--- Yönergeler ---
A - Akça Koca Bey hakkındaki yazıya göre:
(i) Gençlere Akça Koca'nın sorulduğu ders hangi okulda yapıldı?
(ii) Akça Koca Bey takriben hangi yılda dünyaya geldi?
(iii) Akça Koca Bey kaç yaşında vefat etti?
B - Akça Koca Bey hakkındaki yazıda Orhan Gazi'nin emrinde bulunan hangi beyler sayılıyor? Hepsini listeleyin.
C - Akça Koca Bey hakkındaki yazıda "Kocaeli’nin incisi Kartepe’nin" ile "mutluluğa terk etti." arasındaki bölümü, bu ifadeler de dahil olmak üzere kelimesi kelimesine aktarın.

--- Metin Parçası ---
- - - -

Akça Koca Bey Fetihlerine Devam Ediyor
- GİRİŞ30.05.2024 09:21
- GÜNCELLEME31.05.2024 08:57
Adını Akça Koca Bey’den tevarüs eden şehirde yaşamanın bir faturası olduğu gibi ismini bu koca yürekli yiğitten alan bir kurumda görev yapmanın da insana yüklediği önemli sorumluluklar olduğunu düşünüyorum.
Kocaeli’nin incisi Kartepe’nin yarı beline gümüş kemer gibi nakşedilen Akçakoca Mesleki Teknik Anadolu Lisesi’nde bir ders esnasında gençlere Akça Koca’dan sual ettim. Aldığım az sayıdaki cevaptan memnun kalmayınca onları Akça Koca’nın kim olduğuna dair performans ödeviyle vazifelendirdim. Öğrencilerin kendi el yazısıyla kaleme aldıkları üçer beşer sayfalık metinler elime ulaştıkça bu derin bilinçsizlikten kaynaklanan içimdeki memnuniyetsizlik, yerini derin bir huzur ve mutluluğa terk etti.
Anadolu Selçukluları döneminde Bizans sınırındaki uç bölgeye yerleştirilmiş Türkmen boyuna mensup bir aileden takriben 1234 yılında dünyaya gelen Akça Koca Bey, Ertuğrul Gazi ve Orhan Gazi’nin silah arkadaşlarından birisi. Yaşadığı bölgede ahalinin sevgi ve saygısını kazanmış dürüst, kara gün dostu bu yiğit insana beyaz tenli, doğru ve açık sözlü olması nedeniyle Ertuğrul Gazi “Akça” lakabını verir. Osman Gazi tarafından uç beyi olarak görevlendirilen Akça Koca, Sapanca Gölü kıyılarını karargâh edinerek İzmit’ten Kandıra’ya kadar olan yerlerin fethine memur edilir. Buradaki günlerini Orhan Gazi’nin emrinde bulunan Konuralp, Turgutalp, Saltukalp, Samsa Çavuş, Gazi Rahman ve Köse Mihal gibi kudretli beylerle Bizans tekfurlarıyla savaşıp onları Osman Gazi'ye boyun eğdirmekle geçiren Akça Koca, İzmit bölgesine akınlarda bulunarak Akova, Akçaköy ve Kaymas’ı alır. 1326 yılında Kandıra ve civarını Osmanlı Beyliği topraklarına katar. Bunun üzerine adı tarihe “Kandıra Fatihi” olarak kazınır. 1328 yılında İzmit üzerine akınlarını sürdürdüğü sıralarda Kandıra yakınındaki Baba Tepesi’nde 94 yaşında vefat eder. Türk töresi gereği otağının bulunduğu yere defnedilir. Akça Koca'nın yoğun gayretleriyle Türk hakimiyeti altına giren İzmit ve çevresine, onun ismine izafeten Kocaeli adı verilir.

- - - -

(Kaydedilmiş veri girdileri)
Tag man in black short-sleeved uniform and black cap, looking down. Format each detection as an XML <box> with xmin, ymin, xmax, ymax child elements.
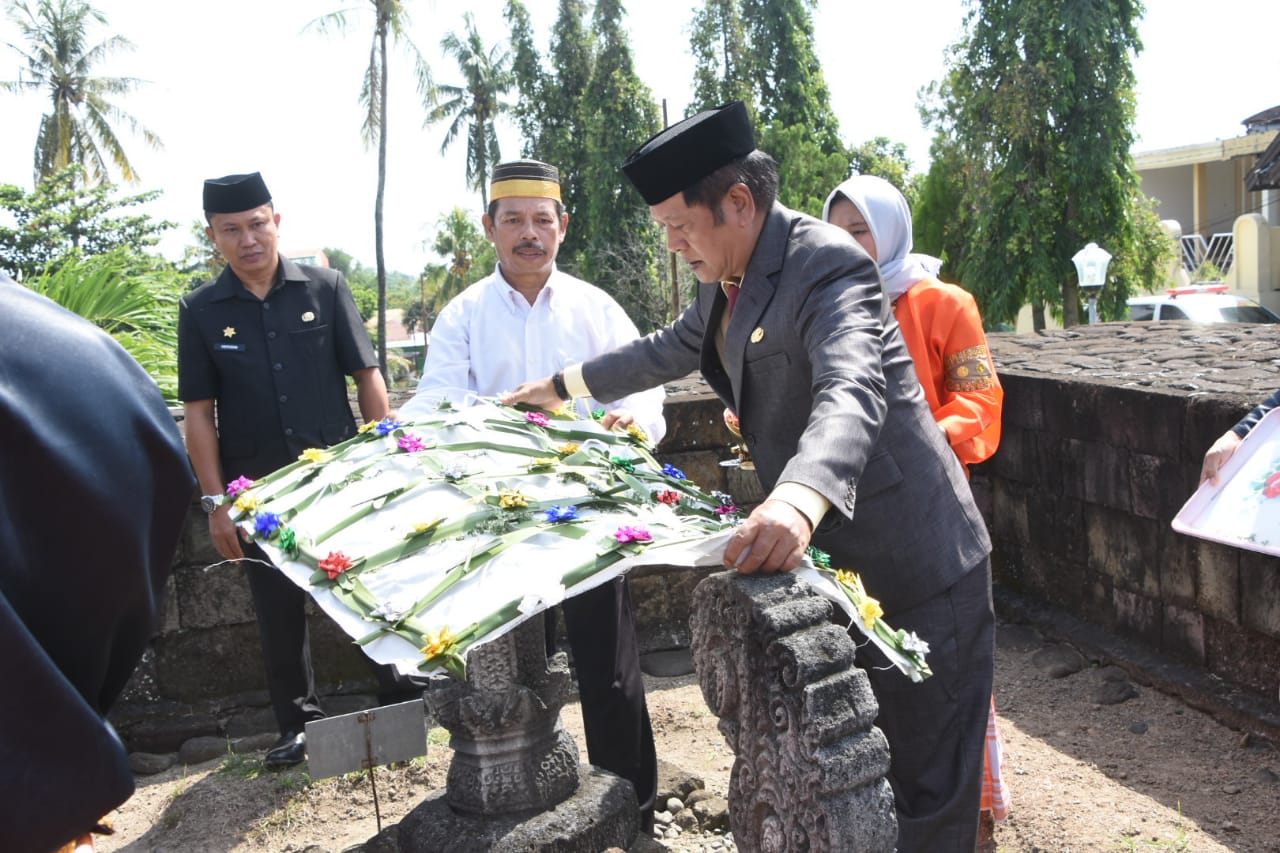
<box><xmin>178</xmin><ymin>172</ymin><xmax>389</xmax><ymax>767</ymax></box>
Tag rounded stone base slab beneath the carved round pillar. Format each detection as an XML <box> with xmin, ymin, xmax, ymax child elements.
<box><xmin>364</xmin><ymin>765</ymin><xmax>640</xmax><ymax>853</ymax></box>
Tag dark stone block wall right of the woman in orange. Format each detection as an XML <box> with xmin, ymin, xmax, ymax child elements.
<box><xmin>973</xmin><ymin>323</ymin><xmax>1280</xmax><ymax>697</ymax></box>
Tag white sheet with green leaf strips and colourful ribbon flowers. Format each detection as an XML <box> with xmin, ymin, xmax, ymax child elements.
<box><xmin>205</xmin><ymin>400</ymin><xmax>928</xmax><ymax>679</ymax></box>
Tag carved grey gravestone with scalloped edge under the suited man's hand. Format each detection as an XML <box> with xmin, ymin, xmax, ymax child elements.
<box><xmin>691</xmin><ymin>571</ymin><xmax>897</xmax><ymax>853</ymax></box>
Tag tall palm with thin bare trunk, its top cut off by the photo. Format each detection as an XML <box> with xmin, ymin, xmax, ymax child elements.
<box><xmin>306</xmin><ymin>0</ymin><xmax>435</xmax><ymax>378</ymax></box>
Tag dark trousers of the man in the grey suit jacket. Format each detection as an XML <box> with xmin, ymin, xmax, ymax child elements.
<box><xmin>855</xmin><ymin>560</ymin><xmax>996</xmax><ymax>853</ymax></box>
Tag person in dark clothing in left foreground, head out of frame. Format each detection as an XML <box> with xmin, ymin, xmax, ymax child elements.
<box><xmin>0</xmin><ymin>273</ymin><xmax>196</xmax><ymax>850</ymax></box>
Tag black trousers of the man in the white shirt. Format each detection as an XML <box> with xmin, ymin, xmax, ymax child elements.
<box><xmin>547</xmin><ymin>578</ymin><xmax>658</xmax><ymax>830</ymax></box>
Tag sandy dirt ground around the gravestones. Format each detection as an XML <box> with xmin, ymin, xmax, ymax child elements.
<box><xmin>97</xmin><ymin>622</ymin><xmax>1280</xmax><ymax>853</ymax></box>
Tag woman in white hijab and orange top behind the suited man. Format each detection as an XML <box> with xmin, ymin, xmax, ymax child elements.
<box><xmin>822</xmin><ymin>174</ymin><xmax>1009</xmax><ymax>835</ymax></box>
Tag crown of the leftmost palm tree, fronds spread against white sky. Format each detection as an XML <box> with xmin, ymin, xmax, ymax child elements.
<box><xmin>0</xmin><ymin>0</ymin><xmax>161</xmax><ymax>183</ymax></box>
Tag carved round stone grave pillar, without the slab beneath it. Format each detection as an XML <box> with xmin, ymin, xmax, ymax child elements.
<box><xmin>424</xmin><ymin>619</ymin><xmax>579</xmax><ymax>815</ymax></box>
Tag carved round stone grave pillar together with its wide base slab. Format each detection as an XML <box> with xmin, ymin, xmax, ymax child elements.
<box><xmin>373</xmin><ymin>617</ymin><xmax>640</xmax><ymax>853</ymax></box>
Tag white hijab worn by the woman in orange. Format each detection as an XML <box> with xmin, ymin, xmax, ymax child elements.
<box><xmin>822</xmin><ymin>174</ymin><xmax>942</xmax><ymax>302</ymax></box>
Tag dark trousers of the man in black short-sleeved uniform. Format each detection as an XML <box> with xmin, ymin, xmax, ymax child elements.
<box><xmin>241</xmin><ymin>543</ymin><xmax>425</xmax><ymax>735</ymax></box>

- - - -

--- Görevlere Göre Cevaplar ---
A -
(i) Akçakoca Mesleki Teknik Anadolu Lisesi
(ii) 1234
(iii) 94

B - Konuralp, Turgutalp, Saltukalp, Samsa Çavuş, Gazi Rahman, Köse Mihal

C -
Kocaeli’nin incisi Kartepe’nin yarı beline gümüş kemer gibi nakşedilen Akçakoca Mesleki Teknik Anadolu Lisesi’nde bir ders esnasında gençlere Akça Koca’dan sual ettim. Aldığım az sayıdaki cevaptan memnun kalmayınca onları Akça Koca’nın kim olduğuna dair performans ödeviyle vazifelendirdim. Öğrencilerin kendi el yazısıyla kaleme aldıkları üçer beşer sayfalık metinler elime ulaştıkça bu derin bilinçsizlikten kaynaklanan içimdeki memnuniyetsizlik, yerini derin bir huzur ve mutluluğa terk etti.